# [EXCERPT PROVIDED]
>>>>>
Protein Data Composer
Problem
Nowadays, a lot of software is driven by data files, typically JSON or YAML files.
JSON and YAML are excellent file formats but they are essentially static. Sometimes, the content of a file must change according to circumstances (typically when the environment changes or when you have different configuratons for test or production, etc.).
Manually maintaining different versions with the same boiler-plate data, can be time-consuming and error-prone.
Introducing Protein
What if there was a way to generate a new data file (or more than one) according to a single set of data? The purpose of Protein is to help programmers prepare data files in various formats, (JSON, YAML, but also Markdown, bbHTML, CSS, etc.) with rules that produce your various data files, according to the same set of source data.
Protein extends standard YAML with constructs (commands) for declaration of variables, conditionals, iteration, functions, importing and exporting YAML files, and importing Python modules.
Important
Protein does not work like other languages, where a program is
a sequence of commands: Protein allows you to enrich an existing YAML tree with constructs (commands starting with a dot, such as .load) that will manipulate that tree.
- In Protein, you find constructs mixed with normal YAML elements.
<<<<<
# [TASK GOAL]
Please state, from the Protein Data Composer text, what character begins a Protein command.

# [RECORD SET]
>>>>>
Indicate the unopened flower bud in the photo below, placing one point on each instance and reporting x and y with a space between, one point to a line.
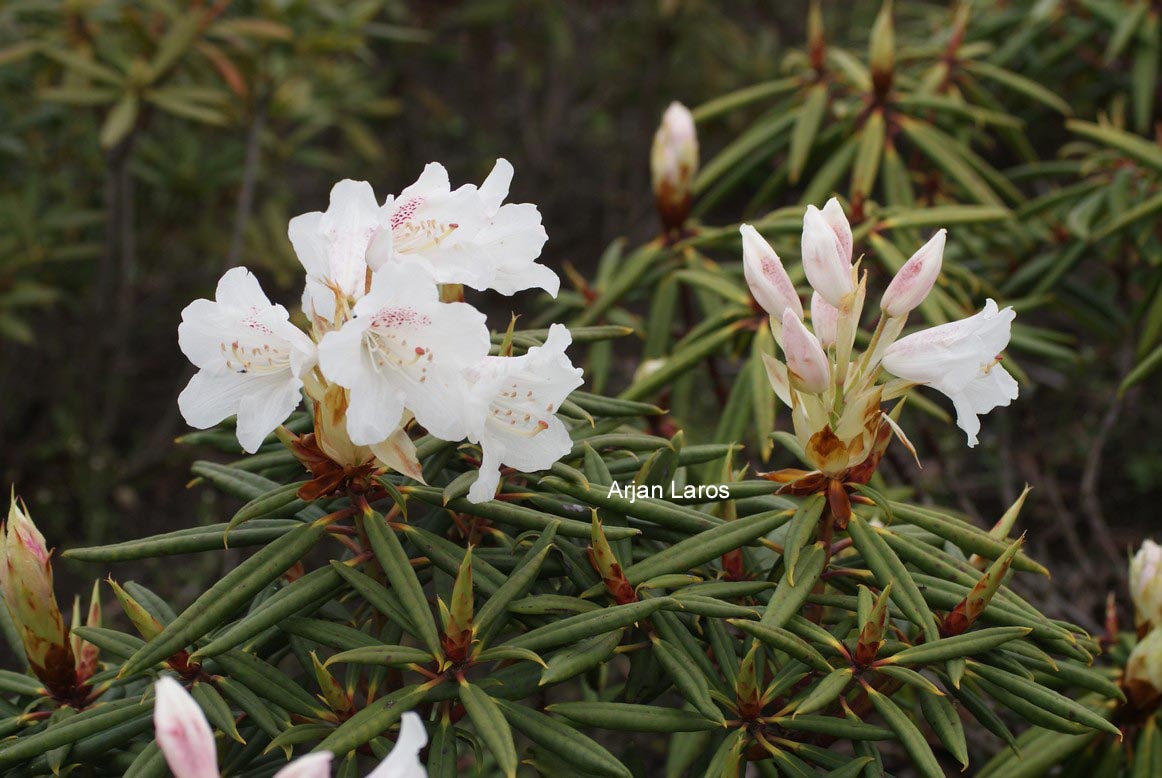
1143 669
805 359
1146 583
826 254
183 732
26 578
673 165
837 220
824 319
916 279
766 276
<<<<<
# [ANSWER AREA]
A dot, as in .load.